DATASET ENTRIES below:

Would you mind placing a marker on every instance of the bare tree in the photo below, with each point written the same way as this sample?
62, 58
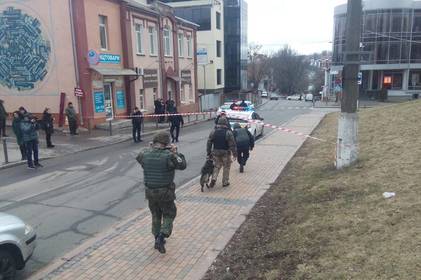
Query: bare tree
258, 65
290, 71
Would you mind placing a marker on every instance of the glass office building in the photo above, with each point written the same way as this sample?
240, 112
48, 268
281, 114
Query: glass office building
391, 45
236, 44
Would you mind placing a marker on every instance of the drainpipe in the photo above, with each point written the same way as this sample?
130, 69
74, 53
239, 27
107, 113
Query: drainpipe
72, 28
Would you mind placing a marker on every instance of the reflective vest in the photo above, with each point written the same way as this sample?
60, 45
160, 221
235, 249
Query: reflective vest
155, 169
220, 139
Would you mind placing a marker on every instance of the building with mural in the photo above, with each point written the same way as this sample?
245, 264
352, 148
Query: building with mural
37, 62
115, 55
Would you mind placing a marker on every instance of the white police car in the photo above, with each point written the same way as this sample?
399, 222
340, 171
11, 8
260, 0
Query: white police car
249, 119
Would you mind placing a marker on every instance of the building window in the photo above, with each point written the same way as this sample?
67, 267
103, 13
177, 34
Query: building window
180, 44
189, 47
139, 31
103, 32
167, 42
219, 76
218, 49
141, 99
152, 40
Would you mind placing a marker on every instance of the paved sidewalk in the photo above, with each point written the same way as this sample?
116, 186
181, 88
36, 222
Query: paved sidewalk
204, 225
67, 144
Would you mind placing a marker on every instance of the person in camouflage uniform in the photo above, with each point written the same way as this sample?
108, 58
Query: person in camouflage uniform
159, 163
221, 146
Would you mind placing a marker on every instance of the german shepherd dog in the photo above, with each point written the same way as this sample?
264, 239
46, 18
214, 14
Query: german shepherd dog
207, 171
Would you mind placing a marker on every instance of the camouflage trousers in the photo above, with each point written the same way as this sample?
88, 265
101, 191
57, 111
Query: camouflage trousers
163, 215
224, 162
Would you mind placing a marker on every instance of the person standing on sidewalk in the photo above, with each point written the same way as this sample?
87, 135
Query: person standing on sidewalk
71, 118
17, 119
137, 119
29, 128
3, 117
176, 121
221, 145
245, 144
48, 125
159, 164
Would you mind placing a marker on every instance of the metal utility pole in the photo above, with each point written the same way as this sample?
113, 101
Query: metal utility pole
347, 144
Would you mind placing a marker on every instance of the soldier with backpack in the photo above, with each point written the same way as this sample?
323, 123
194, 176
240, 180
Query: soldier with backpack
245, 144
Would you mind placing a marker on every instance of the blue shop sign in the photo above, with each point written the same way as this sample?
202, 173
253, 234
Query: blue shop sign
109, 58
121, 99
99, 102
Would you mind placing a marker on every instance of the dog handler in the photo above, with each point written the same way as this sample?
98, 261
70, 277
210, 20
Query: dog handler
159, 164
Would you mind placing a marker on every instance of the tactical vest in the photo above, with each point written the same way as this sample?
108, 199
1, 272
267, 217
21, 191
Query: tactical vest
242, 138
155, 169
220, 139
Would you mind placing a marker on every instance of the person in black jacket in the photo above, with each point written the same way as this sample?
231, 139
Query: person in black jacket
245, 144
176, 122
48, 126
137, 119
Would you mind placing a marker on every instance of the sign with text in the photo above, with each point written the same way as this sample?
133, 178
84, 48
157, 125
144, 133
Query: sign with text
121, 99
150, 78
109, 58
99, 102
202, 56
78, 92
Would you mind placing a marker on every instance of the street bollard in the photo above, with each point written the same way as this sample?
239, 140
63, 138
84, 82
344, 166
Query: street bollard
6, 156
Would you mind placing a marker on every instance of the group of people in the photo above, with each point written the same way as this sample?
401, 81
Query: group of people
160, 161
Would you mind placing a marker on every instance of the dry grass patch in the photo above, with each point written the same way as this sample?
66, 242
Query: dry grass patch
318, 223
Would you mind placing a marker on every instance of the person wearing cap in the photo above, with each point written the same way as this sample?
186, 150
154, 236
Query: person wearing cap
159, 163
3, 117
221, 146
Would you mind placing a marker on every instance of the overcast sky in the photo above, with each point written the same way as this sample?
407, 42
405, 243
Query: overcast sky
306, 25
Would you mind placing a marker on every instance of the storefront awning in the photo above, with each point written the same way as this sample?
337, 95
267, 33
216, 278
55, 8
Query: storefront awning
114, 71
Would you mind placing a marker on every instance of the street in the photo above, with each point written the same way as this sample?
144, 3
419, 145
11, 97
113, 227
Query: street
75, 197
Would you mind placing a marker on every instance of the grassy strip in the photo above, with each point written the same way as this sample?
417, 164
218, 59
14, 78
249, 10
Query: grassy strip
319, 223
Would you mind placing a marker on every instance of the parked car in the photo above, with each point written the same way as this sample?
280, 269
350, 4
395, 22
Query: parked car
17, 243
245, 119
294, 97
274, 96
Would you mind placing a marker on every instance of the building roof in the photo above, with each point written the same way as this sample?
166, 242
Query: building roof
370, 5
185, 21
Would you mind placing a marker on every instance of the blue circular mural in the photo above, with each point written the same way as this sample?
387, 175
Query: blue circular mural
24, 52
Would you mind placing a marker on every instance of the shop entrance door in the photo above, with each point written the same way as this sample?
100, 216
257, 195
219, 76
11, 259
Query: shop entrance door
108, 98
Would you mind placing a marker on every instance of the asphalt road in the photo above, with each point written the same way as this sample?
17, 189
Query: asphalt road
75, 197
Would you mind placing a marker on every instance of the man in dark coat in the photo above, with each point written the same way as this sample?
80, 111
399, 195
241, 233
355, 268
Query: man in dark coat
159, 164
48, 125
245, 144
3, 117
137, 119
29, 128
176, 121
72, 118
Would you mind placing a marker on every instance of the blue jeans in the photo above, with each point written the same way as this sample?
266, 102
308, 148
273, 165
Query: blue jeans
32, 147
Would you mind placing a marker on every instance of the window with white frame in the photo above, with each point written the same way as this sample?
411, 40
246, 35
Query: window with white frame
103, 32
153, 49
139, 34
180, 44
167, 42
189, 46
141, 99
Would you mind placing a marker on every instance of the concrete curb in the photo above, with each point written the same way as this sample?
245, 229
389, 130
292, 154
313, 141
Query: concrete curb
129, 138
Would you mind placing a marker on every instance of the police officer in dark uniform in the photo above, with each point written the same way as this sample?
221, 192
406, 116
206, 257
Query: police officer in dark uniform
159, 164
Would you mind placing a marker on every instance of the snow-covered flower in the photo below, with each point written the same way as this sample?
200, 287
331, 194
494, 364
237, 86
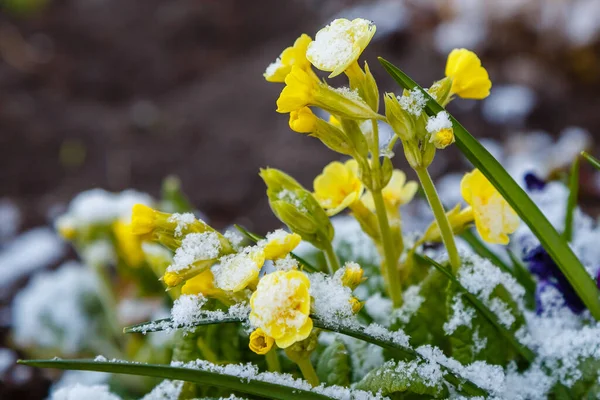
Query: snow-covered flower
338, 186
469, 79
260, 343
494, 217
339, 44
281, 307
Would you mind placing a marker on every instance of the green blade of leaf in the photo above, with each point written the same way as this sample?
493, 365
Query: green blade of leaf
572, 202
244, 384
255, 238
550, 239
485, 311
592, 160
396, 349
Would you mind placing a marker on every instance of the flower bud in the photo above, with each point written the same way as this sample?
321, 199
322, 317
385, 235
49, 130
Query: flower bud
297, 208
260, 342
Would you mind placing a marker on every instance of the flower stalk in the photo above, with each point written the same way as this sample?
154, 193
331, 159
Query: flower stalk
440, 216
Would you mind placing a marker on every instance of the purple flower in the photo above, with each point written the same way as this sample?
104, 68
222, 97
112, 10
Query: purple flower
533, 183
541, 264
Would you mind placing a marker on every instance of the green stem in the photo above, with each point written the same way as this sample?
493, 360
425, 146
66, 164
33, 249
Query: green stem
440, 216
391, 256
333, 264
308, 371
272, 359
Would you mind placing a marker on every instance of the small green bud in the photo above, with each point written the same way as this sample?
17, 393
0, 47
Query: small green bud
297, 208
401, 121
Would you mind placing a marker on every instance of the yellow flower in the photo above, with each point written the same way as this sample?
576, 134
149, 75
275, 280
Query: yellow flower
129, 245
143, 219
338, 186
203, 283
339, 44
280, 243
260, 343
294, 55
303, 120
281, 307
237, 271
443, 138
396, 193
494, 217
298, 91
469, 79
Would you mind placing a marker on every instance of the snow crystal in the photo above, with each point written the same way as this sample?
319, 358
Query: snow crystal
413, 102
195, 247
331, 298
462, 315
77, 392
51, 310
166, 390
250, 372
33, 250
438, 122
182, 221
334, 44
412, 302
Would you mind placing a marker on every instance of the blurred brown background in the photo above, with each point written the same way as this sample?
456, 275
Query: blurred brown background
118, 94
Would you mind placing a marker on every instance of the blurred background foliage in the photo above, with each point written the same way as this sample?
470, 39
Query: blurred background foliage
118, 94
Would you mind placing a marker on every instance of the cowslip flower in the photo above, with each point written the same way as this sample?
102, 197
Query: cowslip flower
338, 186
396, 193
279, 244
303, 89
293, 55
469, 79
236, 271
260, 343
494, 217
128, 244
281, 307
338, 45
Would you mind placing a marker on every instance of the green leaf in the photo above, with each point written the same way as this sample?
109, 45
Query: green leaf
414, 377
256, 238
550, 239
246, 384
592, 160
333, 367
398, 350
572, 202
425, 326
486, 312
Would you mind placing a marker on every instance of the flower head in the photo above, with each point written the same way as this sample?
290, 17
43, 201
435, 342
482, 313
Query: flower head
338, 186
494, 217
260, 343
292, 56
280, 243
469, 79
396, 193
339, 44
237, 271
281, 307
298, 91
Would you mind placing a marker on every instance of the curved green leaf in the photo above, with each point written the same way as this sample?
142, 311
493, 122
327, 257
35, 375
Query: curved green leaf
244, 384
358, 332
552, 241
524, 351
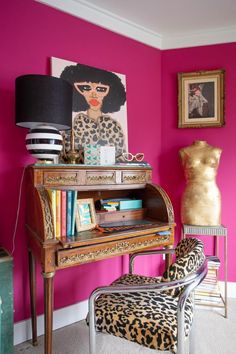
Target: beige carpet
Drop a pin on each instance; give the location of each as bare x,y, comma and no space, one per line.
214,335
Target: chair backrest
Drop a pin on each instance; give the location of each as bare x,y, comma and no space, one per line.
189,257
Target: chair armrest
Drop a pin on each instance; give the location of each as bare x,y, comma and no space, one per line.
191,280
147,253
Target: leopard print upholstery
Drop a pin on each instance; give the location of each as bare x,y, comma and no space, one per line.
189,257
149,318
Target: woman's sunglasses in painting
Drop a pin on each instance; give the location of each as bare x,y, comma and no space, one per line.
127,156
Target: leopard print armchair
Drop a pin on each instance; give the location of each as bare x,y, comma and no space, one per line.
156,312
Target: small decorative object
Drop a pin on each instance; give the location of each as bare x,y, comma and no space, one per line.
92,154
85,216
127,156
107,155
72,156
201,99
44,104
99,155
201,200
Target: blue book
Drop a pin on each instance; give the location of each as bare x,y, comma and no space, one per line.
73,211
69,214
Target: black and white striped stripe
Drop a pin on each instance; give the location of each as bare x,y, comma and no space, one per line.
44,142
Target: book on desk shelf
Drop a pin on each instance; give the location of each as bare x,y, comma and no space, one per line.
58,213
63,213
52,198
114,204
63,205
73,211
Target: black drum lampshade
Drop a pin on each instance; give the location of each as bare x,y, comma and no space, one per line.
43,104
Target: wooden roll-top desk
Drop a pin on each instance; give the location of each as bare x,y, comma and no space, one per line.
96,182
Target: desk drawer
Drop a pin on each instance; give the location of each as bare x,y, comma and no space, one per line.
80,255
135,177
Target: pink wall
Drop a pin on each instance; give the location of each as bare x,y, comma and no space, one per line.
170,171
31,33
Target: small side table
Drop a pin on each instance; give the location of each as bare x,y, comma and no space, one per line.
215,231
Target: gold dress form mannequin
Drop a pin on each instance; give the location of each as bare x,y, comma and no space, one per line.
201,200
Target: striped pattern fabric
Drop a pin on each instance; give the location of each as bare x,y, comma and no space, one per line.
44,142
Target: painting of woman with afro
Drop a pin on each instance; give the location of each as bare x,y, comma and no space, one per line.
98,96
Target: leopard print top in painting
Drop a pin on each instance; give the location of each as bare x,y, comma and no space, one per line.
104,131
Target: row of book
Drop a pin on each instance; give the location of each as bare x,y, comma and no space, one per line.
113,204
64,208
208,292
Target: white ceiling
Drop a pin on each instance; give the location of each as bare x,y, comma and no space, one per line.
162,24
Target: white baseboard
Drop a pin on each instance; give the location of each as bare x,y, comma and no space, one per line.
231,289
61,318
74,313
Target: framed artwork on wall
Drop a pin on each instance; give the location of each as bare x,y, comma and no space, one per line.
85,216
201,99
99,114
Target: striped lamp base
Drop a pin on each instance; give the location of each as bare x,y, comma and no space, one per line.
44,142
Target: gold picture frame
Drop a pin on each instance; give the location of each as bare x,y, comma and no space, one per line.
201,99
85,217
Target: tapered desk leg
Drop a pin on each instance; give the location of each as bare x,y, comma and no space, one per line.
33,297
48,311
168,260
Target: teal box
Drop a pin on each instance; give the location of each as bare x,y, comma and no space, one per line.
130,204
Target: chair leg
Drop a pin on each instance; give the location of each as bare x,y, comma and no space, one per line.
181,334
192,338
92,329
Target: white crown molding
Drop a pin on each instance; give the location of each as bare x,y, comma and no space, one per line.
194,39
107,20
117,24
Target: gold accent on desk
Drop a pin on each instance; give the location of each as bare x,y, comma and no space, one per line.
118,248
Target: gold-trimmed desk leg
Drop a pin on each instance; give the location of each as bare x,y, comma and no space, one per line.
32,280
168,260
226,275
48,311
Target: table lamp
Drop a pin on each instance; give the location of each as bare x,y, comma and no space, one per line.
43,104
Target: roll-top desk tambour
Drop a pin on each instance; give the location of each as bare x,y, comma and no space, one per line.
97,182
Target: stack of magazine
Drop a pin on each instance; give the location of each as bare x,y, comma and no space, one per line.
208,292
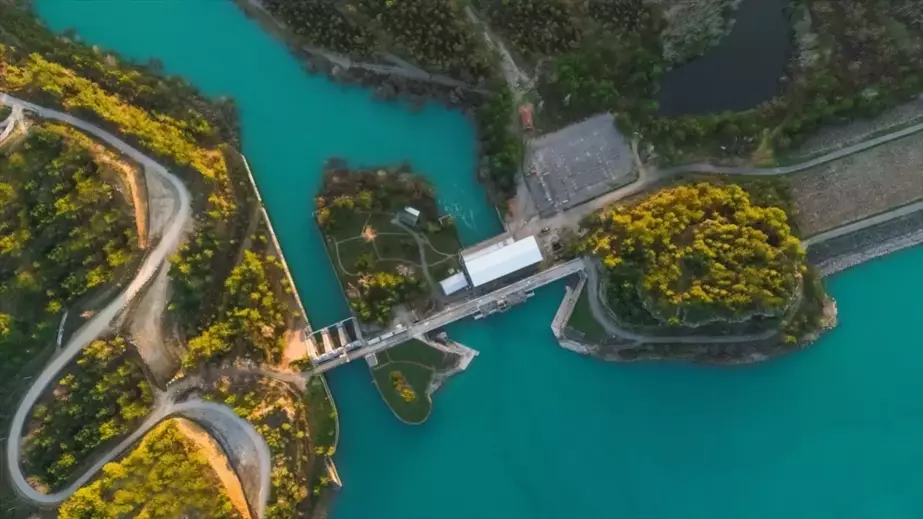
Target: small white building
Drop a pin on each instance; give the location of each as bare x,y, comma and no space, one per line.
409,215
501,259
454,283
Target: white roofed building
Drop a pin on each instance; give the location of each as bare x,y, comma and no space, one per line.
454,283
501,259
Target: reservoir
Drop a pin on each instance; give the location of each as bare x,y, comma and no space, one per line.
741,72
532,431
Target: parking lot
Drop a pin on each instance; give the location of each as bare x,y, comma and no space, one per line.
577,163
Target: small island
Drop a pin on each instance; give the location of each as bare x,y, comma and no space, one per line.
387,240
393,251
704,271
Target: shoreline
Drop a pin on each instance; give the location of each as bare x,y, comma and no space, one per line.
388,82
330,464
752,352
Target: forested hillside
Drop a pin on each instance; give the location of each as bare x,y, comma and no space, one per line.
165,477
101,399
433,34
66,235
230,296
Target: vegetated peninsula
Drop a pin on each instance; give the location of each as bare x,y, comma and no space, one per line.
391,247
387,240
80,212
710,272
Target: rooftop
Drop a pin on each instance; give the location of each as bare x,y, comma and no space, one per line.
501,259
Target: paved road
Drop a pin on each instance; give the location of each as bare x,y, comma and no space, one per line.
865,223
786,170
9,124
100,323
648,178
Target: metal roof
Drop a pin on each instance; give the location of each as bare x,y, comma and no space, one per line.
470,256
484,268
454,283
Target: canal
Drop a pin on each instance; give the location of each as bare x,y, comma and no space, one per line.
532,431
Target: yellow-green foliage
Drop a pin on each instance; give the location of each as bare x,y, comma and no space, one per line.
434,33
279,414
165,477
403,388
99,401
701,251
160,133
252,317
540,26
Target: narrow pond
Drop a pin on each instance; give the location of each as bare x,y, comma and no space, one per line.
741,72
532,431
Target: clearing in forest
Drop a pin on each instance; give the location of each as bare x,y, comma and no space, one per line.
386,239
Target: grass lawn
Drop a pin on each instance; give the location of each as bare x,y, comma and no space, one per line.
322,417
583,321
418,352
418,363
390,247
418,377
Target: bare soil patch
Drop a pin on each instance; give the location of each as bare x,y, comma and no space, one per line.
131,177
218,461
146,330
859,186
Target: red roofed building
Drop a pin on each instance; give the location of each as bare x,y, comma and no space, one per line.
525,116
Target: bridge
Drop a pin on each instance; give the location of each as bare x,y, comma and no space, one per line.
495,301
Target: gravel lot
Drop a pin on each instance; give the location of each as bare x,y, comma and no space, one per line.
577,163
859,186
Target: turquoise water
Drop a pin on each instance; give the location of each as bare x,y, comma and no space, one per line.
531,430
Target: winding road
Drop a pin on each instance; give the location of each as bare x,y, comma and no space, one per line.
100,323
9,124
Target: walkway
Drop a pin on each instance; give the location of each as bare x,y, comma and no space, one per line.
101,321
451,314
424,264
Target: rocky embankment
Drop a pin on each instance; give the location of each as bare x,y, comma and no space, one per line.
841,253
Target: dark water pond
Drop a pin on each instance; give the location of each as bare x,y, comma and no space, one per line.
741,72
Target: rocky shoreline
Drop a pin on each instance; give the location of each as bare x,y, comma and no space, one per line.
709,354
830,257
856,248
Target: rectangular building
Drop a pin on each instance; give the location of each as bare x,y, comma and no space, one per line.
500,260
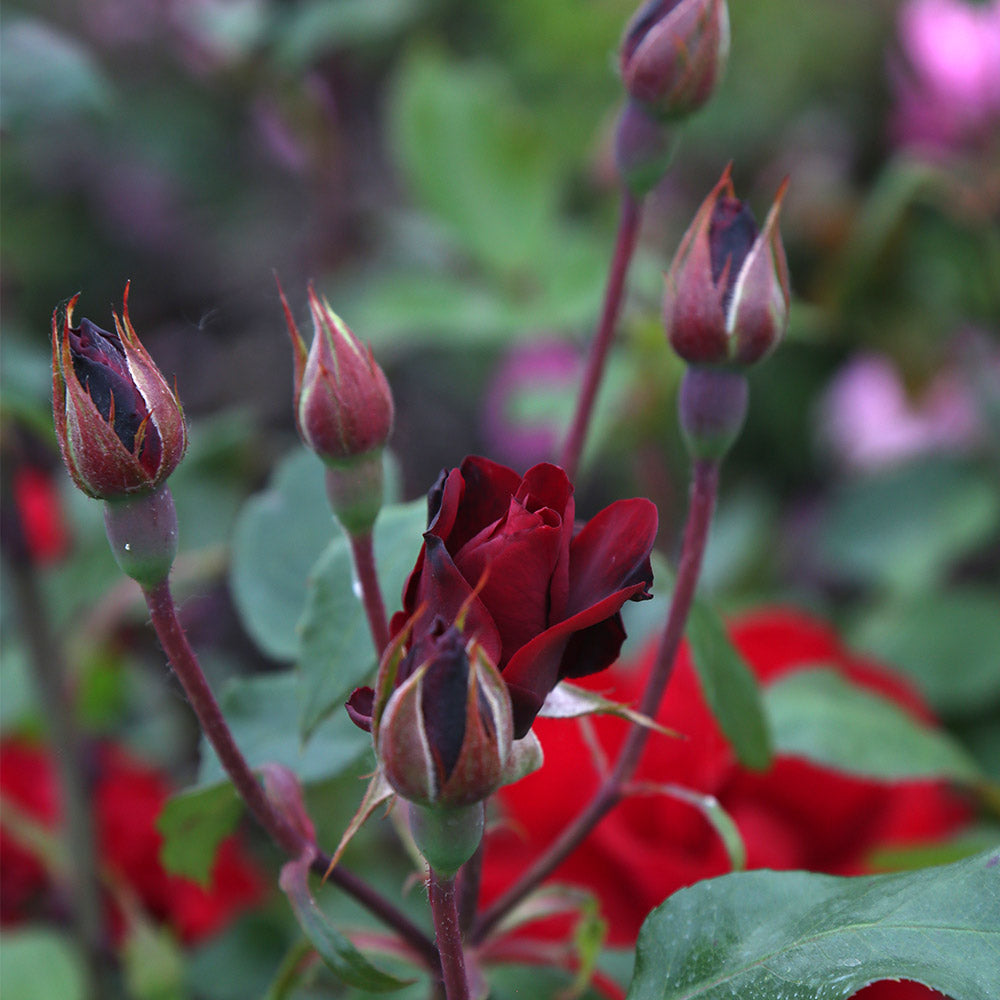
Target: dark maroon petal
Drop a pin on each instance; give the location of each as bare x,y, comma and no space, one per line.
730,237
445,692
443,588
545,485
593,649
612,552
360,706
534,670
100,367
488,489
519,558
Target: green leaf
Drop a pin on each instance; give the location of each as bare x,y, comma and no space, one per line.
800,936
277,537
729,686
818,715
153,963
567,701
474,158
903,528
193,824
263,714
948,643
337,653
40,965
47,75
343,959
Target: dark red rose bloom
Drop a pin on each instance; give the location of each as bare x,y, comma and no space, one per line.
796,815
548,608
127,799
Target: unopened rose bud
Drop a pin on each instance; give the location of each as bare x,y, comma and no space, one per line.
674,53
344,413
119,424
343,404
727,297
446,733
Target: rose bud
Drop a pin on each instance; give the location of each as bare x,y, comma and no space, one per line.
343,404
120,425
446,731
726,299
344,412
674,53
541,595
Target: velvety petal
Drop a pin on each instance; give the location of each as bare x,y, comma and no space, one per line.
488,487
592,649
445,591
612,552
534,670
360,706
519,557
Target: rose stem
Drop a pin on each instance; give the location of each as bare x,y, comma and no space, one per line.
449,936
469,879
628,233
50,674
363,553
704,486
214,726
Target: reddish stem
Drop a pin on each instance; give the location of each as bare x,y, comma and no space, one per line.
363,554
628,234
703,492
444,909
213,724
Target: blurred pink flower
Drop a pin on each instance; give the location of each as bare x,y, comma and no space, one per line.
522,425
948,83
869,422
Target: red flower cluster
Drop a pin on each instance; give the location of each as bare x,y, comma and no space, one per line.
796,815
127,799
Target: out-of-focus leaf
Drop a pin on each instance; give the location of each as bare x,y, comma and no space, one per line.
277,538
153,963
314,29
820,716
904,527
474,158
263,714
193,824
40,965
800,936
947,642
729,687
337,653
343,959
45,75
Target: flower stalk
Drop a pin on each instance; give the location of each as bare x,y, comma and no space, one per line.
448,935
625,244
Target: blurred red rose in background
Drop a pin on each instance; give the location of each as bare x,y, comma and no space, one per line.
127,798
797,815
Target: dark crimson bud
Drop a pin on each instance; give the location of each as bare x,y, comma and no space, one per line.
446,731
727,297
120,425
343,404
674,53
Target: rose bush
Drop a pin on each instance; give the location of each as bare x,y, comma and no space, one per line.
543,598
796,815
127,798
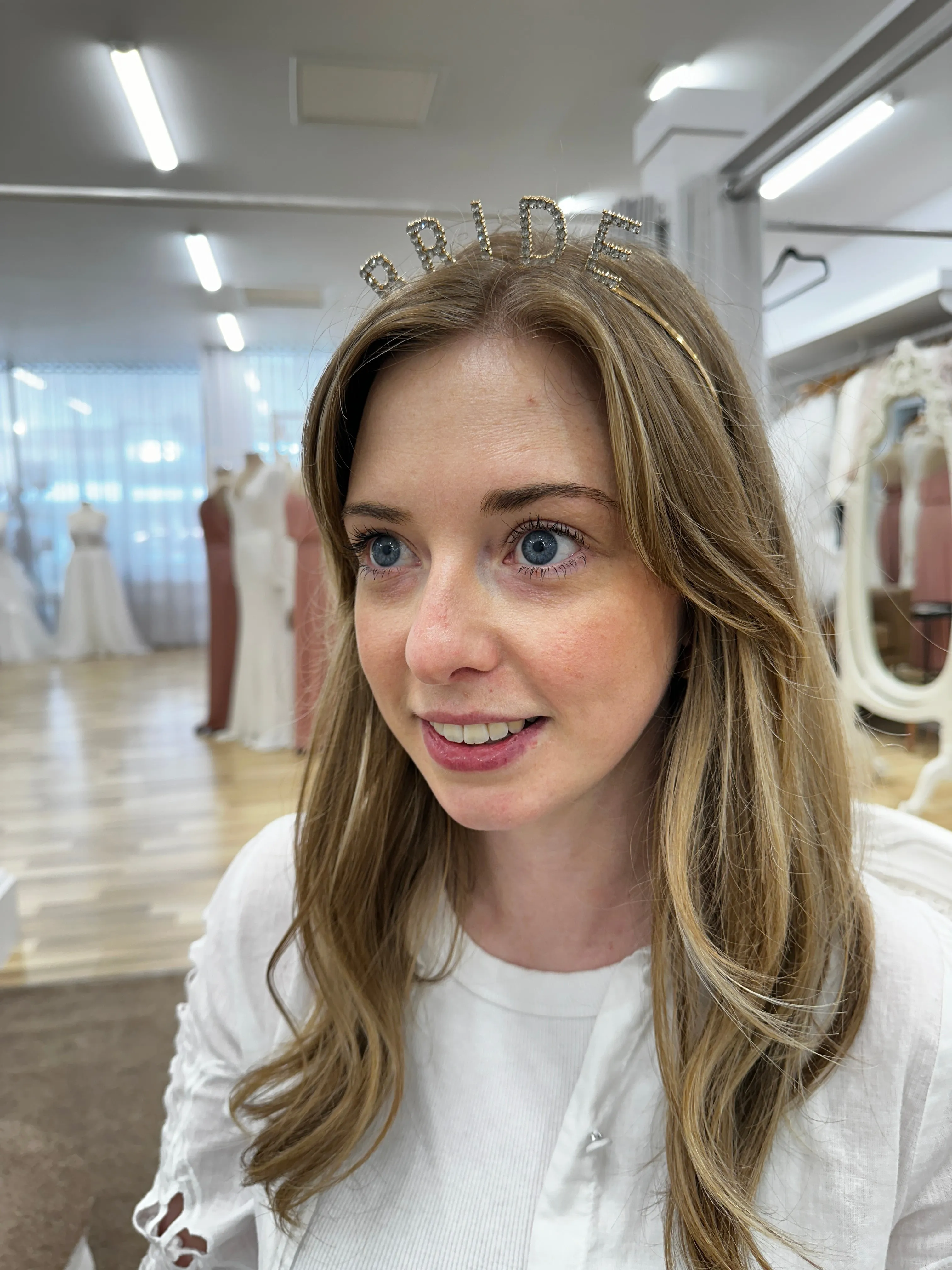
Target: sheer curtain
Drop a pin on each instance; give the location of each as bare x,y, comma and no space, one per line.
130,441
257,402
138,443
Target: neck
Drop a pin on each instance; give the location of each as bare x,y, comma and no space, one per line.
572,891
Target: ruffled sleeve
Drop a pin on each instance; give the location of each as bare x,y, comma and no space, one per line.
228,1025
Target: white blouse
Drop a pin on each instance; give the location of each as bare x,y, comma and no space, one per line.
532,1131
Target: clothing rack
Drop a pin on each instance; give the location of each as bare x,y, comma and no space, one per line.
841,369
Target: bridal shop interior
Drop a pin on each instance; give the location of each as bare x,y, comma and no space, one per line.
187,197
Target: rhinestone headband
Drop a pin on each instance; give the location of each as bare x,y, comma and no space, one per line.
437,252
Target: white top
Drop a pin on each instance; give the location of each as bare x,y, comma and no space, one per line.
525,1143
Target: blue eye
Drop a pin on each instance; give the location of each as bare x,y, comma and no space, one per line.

End of DATASET ENTRIES.

→ **TASK ITEM**
The answer should be a number alone: the count of lines in the records that hold the word "wall".

→ **EXERCISE RESULT**
2